Return every line below in which "butterfly" appears.

DATA FOR THIS TASK below:

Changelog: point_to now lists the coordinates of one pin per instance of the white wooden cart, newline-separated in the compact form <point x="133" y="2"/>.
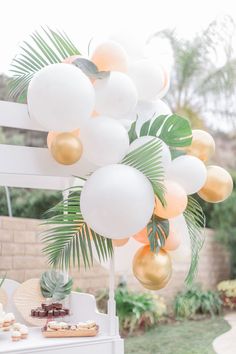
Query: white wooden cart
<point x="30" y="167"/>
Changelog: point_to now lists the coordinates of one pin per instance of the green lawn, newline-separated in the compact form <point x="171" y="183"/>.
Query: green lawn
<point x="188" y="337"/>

End of DATA FOR THIS TASK.
DATA FOR THIS TASK below:

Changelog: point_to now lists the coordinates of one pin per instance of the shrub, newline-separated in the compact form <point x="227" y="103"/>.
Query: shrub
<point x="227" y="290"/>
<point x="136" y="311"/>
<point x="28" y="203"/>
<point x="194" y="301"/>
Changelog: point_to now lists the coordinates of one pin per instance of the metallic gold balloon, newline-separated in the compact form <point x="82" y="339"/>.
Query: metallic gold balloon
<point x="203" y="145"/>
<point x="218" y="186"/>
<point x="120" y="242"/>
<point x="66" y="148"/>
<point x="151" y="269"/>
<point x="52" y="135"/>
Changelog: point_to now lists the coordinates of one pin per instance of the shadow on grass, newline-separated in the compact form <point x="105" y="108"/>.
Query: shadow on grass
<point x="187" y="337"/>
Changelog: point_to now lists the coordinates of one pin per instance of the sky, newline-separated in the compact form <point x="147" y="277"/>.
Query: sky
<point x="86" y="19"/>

End of DATA FOR THIS TASK.
DATA FOR THIS TASK below:

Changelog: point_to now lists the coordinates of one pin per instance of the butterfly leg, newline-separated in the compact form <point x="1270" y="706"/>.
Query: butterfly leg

End of DATA FOR THIS TASK.

RESULT OF THE EXERCISE:
Changelog: point_to now lists the coordinates of one pin per instance of the butterfly leg, newline-separated in the compact form <point x="1270" y="706"/>.
Query: butterfly leg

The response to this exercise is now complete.